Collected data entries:
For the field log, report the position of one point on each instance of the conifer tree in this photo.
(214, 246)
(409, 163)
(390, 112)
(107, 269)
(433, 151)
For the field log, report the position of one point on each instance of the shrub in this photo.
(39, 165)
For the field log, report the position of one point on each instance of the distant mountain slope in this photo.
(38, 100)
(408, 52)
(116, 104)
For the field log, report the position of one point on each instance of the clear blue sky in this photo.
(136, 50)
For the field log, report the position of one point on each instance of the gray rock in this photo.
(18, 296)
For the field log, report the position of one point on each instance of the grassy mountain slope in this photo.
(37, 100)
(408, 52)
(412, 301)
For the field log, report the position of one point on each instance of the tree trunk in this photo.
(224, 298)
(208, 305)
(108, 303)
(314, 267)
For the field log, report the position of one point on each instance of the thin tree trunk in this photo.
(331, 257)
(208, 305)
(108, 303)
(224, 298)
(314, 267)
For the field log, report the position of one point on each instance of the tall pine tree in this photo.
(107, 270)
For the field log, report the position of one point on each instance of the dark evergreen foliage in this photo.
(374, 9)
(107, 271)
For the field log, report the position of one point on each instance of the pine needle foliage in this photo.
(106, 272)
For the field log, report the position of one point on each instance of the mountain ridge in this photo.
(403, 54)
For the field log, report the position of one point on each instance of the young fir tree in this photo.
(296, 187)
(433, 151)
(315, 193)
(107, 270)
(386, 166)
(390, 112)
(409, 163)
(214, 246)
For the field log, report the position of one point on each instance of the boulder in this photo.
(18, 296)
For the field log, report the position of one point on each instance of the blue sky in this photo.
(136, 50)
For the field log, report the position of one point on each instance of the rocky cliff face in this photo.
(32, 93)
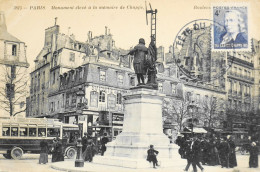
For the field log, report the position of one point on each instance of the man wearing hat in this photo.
(151, 156)
(84, 141)
(139, 52)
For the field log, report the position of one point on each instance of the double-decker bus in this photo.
(23, 135)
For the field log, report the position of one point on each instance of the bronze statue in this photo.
(144, 62)
(150, 64)
(139, 52)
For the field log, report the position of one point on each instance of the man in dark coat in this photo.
(84, 142)
(44, 152)
(89, 152)
(253, 159)
(54, 151)
(151, 156)
(139, 52)
(104, 141)
(187, 153)
(180, 141)
(59, 150)
(223, 150)
(195, 151)
(205, 151)
(232, 153)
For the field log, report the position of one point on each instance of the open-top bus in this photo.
(23, 135)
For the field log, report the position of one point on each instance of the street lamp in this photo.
(191, 108)
(79, 162)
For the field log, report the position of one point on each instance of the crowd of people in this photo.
(212, 151)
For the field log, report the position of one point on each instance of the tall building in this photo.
(13, 67)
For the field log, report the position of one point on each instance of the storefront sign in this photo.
(111, 101)
(93, 99)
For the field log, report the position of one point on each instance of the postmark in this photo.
(231, 27)
(194, 56)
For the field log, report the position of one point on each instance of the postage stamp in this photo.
(231, 27)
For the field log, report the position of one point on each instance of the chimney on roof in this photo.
(105, 30)
(89, 35)
(69, 31)
(3, 27)
(56, 18)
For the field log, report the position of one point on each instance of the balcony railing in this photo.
(240, 76)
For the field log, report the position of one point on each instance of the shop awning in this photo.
(196, 130)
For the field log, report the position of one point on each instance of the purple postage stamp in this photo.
(230, 29)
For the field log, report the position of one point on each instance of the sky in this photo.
(126, 25)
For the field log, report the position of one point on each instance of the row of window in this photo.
(30, 131)
(173, 88)
(238, 86)
(239, 71)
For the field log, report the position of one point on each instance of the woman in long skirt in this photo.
(44, 152)
(253, 159)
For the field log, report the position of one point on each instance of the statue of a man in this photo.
(139, 52)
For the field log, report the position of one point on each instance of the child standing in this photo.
(151, 156)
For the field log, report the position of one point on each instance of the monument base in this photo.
(133, 163)
(142, 128)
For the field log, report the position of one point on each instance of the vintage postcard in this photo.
(129, 85)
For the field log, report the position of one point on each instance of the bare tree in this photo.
(178, 110)
(211, 112)
(13, 89)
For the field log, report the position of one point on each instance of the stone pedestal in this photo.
(142, 127)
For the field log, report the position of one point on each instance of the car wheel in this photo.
(71, 153)
(16, 153)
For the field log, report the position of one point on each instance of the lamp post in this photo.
(79, 162)
(191, 108)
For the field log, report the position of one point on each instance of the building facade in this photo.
(14, 76)
(84, 82)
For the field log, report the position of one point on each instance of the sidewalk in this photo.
(68, 165)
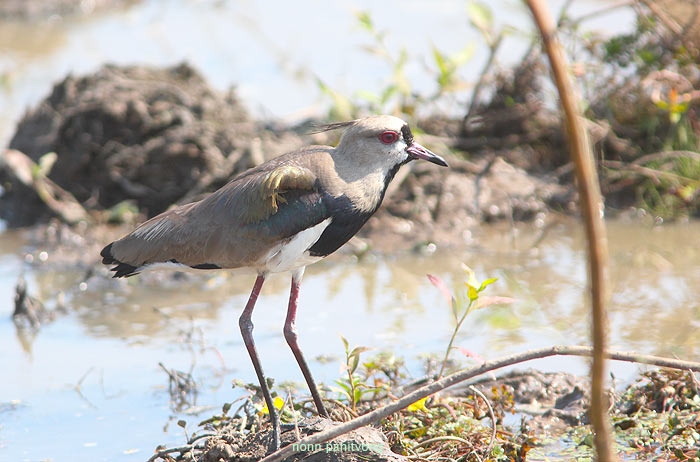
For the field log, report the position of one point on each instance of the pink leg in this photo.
(246, 325)
(290, 334)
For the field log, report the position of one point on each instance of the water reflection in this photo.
(653, 307)
(117, 332)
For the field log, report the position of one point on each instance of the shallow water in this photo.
(89, 384)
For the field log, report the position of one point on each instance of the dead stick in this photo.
(591, 208)
(467, 374)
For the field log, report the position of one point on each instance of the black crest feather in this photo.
(320, 128)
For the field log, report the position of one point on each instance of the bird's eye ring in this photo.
(388, 137)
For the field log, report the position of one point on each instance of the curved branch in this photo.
(467, 374)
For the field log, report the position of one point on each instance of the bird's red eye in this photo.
(388, 137)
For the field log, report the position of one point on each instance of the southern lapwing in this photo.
(280, 216)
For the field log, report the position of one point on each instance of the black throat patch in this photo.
(407, 135)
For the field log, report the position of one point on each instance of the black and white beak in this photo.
(417, 151)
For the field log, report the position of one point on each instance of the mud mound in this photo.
(152, 136)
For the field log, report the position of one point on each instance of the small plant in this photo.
(464, 302)
(354, 387)
(398, 96)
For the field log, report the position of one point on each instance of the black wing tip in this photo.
(122, 269)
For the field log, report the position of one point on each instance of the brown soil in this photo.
(155, 137)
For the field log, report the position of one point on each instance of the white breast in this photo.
(295, 252)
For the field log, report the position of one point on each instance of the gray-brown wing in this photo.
(234, 227)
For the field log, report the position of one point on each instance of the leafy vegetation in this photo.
(641, 91)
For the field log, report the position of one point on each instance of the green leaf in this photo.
(365, 20)
(353, 362)
(357, 351)
(345, 343)
(487, 283)
(471, 276)
(472, 292)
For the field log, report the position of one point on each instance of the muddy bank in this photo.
(40, 10)
(469, 423)
(141, 139)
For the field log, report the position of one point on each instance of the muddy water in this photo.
(88, 386)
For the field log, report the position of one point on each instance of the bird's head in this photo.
(383, 141)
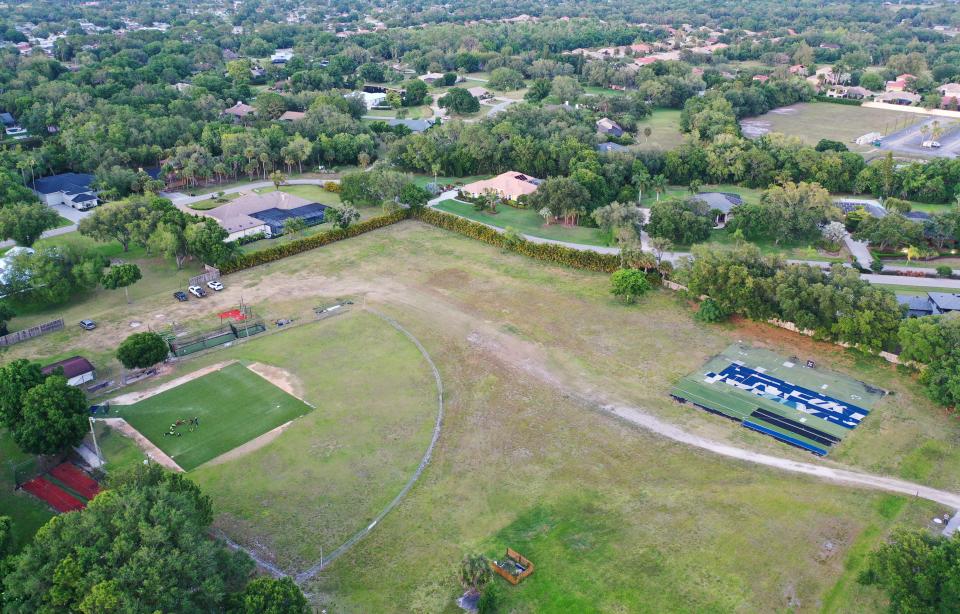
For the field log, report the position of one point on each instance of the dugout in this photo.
(201, 341)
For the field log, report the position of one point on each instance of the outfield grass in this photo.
(527, 352)
(330, 472)
(234, 405)
(525, 221)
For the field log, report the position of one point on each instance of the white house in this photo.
(70, 189)
(76, 369)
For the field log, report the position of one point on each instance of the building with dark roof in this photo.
(70, 189)
(76, 369)
(312, 214)
(611, 148)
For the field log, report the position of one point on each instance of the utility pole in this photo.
(93, 434)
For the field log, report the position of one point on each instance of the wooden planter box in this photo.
(519, 558)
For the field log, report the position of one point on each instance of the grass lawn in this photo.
(234, 406)
(528, 353)
(28, 513)
(812, 121)
(525, 221)
(665, 130)
(421, 112)
(159, 275)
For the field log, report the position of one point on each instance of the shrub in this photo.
(277, 252)
(711, 312)
(549, 252)
(629, 284)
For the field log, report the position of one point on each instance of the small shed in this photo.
(77, 369)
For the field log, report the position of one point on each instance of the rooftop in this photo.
(72, 183)
(72, 367)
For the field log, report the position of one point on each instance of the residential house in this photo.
(480, 93)
(609, 127)
(77, 369)
(281, 56)
(949, 89)
(935, 303)
(611, 148)
(721, 204)
(254, 214)
(509, 186)
(70, 189)
(239, 111)
(901, 98)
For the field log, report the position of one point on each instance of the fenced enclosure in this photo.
(30, 333)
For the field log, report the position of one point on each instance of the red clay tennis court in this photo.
(76, 480)
(59, 499)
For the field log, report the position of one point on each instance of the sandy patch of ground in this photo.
(281, 378)
(153, 452)
(135, 397)
(251, 446)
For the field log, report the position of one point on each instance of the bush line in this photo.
(270, 254)
(549, 252)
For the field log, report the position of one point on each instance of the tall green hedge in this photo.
(550, 252)
(270, 254)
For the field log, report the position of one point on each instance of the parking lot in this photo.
(909, 140)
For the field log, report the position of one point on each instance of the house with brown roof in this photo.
(77, 369)
(239, 111)
(509, 186)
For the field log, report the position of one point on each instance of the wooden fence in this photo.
(30, 333)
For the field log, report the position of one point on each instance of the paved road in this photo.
(182, 200)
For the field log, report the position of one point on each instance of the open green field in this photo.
(783, 419)
(529, 353)
(812, 121)
(234, 405)
(525, 221)
(665, 130)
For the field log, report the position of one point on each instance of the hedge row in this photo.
(550, 252)
(847, 101)
(270, 254)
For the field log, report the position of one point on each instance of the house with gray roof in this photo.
(722, 203)
(70, 189)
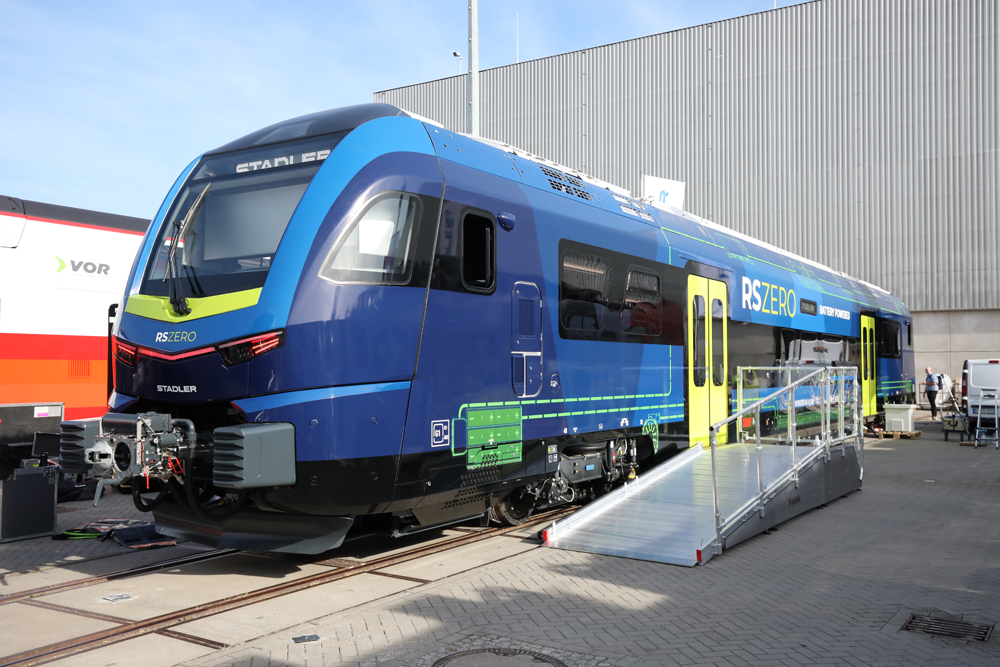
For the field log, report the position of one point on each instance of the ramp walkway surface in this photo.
(668, 515)
(690, 507)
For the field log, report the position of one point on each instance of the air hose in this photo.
(189, 482)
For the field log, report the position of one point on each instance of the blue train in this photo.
(358, 321)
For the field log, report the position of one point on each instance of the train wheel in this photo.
(513, 509)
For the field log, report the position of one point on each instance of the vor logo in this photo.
(87, 267)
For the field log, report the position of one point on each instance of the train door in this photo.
(707, 358)
(868, 374)
(526, 339)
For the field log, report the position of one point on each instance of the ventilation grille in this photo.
(948, 628)
(526, 328)
(228, 467)
(565, 183)
(79, 369)
(74, 439)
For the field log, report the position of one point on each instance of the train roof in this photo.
(313, 125)
(66, 214)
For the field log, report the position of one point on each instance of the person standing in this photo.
(930, 388)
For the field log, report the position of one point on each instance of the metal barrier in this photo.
(838, 390)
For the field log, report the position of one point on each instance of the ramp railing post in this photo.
(858, 433)
(795, 437)
(760, 463)
(712, 438)
(828, 412)
(840, 413)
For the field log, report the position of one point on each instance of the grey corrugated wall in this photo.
(862, 134)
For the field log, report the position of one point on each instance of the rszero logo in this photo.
(776, 300)
(176, 336)
(88, 267)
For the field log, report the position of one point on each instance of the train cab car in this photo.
(357, 320)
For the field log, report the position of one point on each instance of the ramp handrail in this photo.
(825, 374)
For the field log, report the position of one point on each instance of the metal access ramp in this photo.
(689, 508)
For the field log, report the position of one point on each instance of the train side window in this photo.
(478, 253)
(718, 322)
(376, 249)
(864, 352)
(641, 308)
(583, 290)
(699, 341)
(890, 340)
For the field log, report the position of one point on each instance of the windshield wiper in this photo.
(172, 271)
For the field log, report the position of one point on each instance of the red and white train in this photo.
(61, 269)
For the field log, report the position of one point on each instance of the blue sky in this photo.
(103, 103)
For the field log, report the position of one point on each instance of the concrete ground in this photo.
(832, 586)
(43, 552)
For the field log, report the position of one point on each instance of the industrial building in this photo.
(862, 134)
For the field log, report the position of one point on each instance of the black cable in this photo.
(190, 485)
(141, 504)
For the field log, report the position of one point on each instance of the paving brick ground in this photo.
(38, 553)
(831, 587)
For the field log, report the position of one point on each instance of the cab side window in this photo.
(478, 253)
(377, 247)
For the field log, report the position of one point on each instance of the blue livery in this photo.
(451, 327)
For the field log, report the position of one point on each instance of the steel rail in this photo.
(112, 576)
(134, 629)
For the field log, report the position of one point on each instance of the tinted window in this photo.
(584, 290)
(890, 342)
(477, 252)
(718, 322)
(698, 317)
(376, 248)
(641, 308)
(805, 348)
(228, 242)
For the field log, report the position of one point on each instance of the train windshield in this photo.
(224, 227)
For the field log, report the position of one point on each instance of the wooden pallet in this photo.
(896, 435)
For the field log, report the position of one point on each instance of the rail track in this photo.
(163, 623)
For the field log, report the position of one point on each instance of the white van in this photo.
(979, 375)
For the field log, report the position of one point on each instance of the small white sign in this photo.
(663, 191)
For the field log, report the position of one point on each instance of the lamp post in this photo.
(472, 86)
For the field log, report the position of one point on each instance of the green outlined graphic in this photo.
(491, 433)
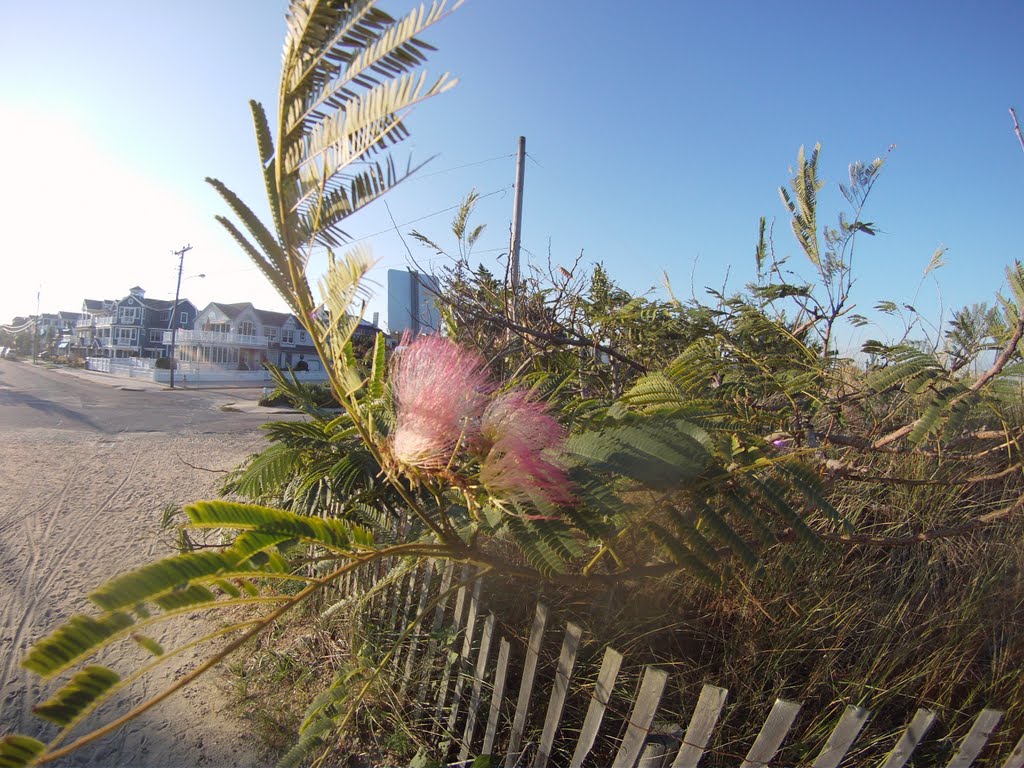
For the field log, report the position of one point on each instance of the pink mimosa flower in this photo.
(514, 416)
(522, 463)
(439, 390)
(517, 471)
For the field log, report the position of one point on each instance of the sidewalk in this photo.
(242, 399)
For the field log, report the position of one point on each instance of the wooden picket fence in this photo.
(460, 695)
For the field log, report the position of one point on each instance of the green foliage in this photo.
(16, 752)
(79, 693)
(717, 440)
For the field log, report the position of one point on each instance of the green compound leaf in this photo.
(78, 694)
(80, 636)
(17, 752)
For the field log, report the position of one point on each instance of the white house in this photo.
(242, 337)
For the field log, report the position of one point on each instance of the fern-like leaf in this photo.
(77, 694)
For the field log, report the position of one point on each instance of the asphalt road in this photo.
(37, 396)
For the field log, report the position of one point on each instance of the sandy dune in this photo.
(75, 509)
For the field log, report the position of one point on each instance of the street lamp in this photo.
(177, 293)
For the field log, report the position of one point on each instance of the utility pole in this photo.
(35, 329)
(177, 293)
(520, 172)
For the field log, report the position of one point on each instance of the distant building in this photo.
(242, 337)
(412, 302)
(132, 327)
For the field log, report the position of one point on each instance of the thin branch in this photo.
(1017, 127)
(1008, 352)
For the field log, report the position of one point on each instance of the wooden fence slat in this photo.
(462, 662)
(496, 696)
(842, 737)
(908, 741)
(1016, 757)
(976, 738)
(772, 733)
(410, 592)
(474, 698)
(651, 688)
(702, 722)
(417, 637)
(435, 628)
(393, 595)
(559, 690)
(526, 684)
(598, 704)
(450, 655)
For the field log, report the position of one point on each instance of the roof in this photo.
(164, 303)
(268, 317)
(265, 316)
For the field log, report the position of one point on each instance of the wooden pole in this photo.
(177, 293)
(520, 172)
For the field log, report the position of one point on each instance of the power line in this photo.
(429, 215)
(460, 167)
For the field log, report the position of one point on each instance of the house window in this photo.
(127, 336)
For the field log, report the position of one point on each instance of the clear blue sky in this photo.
(658, 133)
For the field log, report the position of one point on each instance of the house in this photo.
(132, 327)
(242, 337)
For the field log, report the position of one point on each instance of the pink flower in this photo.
(522, 463)
(519, 472)
(439, 390)
(513, 415)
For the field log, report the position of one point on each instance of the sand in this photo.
(77, 508)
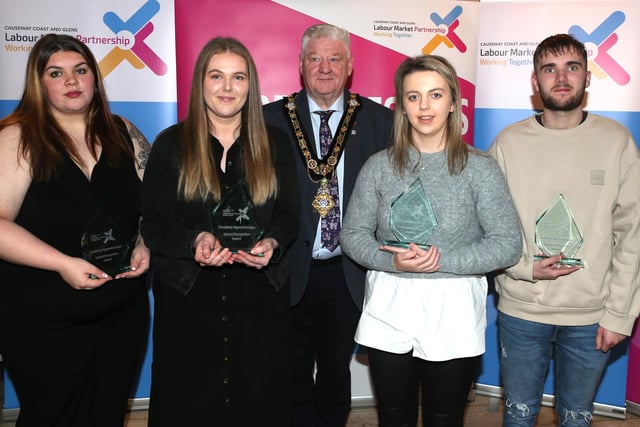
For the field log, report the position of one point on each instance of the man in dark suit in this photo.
(327, 288)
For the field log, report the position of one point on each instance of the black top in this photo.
(170, 225)
(57, 211)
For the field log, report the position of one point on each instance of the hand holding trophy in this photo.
(557, 233)
(235, 223)
(106, 246)
(411, 218)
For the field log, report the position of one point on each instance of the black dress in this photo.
(73, 355)
(220, 355)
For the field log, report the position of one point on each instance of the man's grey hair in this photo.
(321, 31)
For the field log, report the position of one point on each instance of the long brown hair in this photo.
(40, 131)
(197, 177)
(457, 149)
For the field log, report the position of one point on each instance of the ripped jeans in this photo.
(526, 348)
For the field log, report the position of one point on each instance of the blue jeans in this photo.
(526, 348)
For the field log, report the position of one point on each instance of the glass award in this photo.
(411, 218)
(235, 223)
(106, 246)
(557, 233)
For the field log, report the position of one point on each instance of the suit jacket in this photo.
(371, 132)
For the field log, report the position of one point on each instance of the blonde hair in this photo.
(197, 178)
(457, 149)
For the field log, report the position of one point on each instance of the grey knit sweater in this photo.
(478, 228)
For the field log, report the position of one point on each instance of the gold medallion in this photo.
(323, 201)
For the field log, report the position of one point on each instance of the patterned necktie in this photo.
(330, 224)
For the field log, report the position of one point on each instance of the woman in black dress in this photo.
(71, 334)
(221, 312)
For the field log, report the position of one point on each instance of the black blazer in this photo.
(371, 132)
(169, 226)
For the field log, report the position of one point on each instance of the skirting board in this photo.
(141, 404)
(549, 400)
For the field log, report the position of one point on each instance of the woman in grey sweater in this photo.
(424, 315)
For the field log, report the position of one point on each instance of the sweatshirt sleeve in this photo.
(500, 245)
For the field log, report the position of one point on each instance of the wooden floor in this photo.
(478, 415)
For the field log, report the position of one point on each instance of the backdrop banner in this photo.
(147, 50)
(507, 37)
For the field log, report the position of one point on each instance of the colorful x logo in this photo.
(603, 38)
(449, 24)
(140, 54)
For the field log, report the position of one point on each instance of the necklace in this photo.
(321, 170)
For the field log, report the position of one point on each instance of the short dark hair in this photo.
(557, 45)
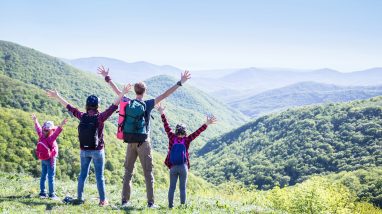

### WHAT IS EXPECTED
Can you format the listing lines as a Markdown table with the columns Row and Line, starting at the line that contains "necktie in this photo." and ending at the end of the listing? Skip blank lines, and leave the pictures out.

### TASK RESULT
| Row | Line |
|---|---|
| 1 | For the field log, report the position of one point on each instance of the patterned necktie in this photo. |
| 2 | (330, 224) |
| 3 | For the field log, report the position of one point on each instance of the woman in black dress in this photo. |
| 4 | (71, 334) |
| 5 | (221, 312) |
| 6 | For the field log, report the position of one point on each instance of the black blazer in this photo. |
| 7 | (371, 132) |
| 8 | (169, 226) |
| 9 | For the field log, report the position of one point on each instance of the skirting board in this photo. |
| 10 | (141, 404) |
| 11 | (549, 400) |
| 12 | For the field log, report the position of one point on each instance of the woman in grey sweater in this photo. |
| 13 | (424, 315) |
| 14 | For the field log, report the position of one point on each instance of the sweatshirt sleeve in this photo. |
| 15 | (500, 245) |
| 16 | For the field log, report the position of one point on each instance of the wooden floor in this photo. |
| 17 | (478, 415) |
| 18 | For the field log, report the position of one point on each instance of the backdrop banner in this photo. |
| 19 | (147, 50) |
| 20 | (507, 37) |
| 21 | For the field log, report the position of one point on each instance of the colorful x logo in this photo. |
| 22 | (603, 38) |
| 23 | (449, 24) |
| 24 | (140, 54) |
| 25 | For the field log, report the position of one point on each instance of the necklace in this photo. |
| 26 | (321, 170) |
| 27 | For the field log, report the position of one point on each instance of the short dark hair in this photo. |
| 28 | (557, 45) |